| Task directions |
From the text on AI in drug discovery below, extract word for word the passage that begins at "These examples capture" and stops after "testable therapeutic strategies.".

| Supplied text |
——————————

AI has demonstrated remarkable progress in binding prediction and other stages of drug discovery, but impressive molecules can still fail if not matched to the full translational context. The drug discovery lifecycle spans a chain of interdependent decisions from disease selection to clinical trial strategy. Weak decisions at any point can compromise the program.
As a result, clinical outcomes for AI-discovered drugs remain mixed: many candidates can reach Phase 1, but few have reported convincing human efficacy signals to date. Pancreatic ductal adenocarcinoma (PDAC) illustrates the problem. An AI system might design a potent molecule against validated drivers such as KRAS G12D or KRAS G12V, but potency is only one part of the translation puzzle. PDAC tumors are often desmoplastic and immunosuppressive, limiting drug exposure and making single-agent pathway inhibition vulnerable to adaptive resistance.
This creates an opportunity to approach drug discovery with a vertically integrated platform that spans the full drug discovery lifecycle.
Working backward from the patient, the molecule question broadens into a systems question. An end-to-end platform must identify the optimal patient subgroups, determine whether the drug can reach the tumor, and oversee rigorous preclinical validation. Even the most potent molecules will fail downstream if any of these layers is inadequately addressed.
As outlined in our lab philosophy, critical problems in drug discovery may now be constrained by model judgment, not model intellect. The first plank of our platform builds on this hypothesis by investigating both novel therapies and drug repurposing strategies for rare diseases.
Repurposing is central because it stress-tests translational judgment. In brain tumors, the platform starts from narrow disease biology and CNS delivery constraints, then asks which existing drugs can plausibly reach the tumor, engage the target, and select the right patients. In chordoma, the same logic can evaluate whether a DNA-repair-defined subgroup creates a POLQ/TMEJ dependency, making POLQ inhibition a testable biomarker-gated hypothesis.
These examples capture the larger thesis: the value is not only designing new molecules, but converting known molecules and known biology into testable therapeutic strategies.

——————————

| Records provided |
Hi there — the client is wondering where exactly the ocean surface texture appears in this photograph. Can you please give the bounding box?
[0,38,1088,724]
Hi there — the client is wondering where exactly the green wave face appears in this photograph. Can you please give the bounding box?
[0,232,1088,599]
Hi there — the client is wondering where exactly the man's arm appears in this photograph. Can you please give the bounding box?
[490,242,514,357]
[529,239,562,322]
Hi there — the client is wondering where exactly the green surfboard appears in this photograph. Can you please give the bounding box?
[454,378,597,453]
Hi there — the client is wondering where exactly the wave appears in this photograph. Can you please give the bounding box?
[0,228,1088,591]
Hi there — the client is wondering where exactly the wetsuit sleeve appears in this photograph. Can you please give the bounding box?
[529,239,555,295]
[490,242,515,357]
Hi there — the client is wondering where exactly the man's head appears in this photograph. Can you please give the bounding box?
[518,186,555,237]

——————————

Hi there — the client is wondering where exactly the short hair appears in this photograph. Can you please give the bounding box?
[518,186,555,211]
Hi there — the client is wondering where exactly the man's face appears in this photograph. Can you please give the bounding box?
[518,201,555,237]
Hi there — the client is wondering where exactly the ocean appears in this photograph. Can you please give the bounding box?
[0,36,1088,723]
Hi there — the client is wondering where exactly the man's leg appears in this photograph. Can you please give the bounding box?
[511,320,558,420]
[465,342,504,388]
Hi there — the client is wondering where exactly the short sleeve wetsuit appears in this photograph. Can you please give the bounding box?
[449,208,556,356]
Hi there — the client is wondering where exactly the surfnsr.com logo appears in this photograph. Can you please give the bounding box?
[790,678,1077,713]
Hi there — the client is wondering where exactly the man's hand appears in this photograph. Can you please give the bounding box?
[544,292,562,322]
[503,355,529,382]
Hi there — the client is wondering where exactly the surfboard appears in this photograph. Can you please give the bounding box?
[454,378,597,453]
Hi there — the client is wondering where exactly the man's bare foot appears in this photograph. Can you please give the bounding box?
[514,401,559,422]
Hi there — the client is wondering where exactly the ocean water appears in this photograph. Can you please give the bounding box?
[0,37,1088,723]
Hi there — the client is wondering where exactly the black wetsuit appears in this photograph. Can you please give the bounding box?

——————————

| Expected answer |
These examples capture the larger thesis: the value is not only designing new molecules, but converting known molecules and known biology into testable therapeutic strategies.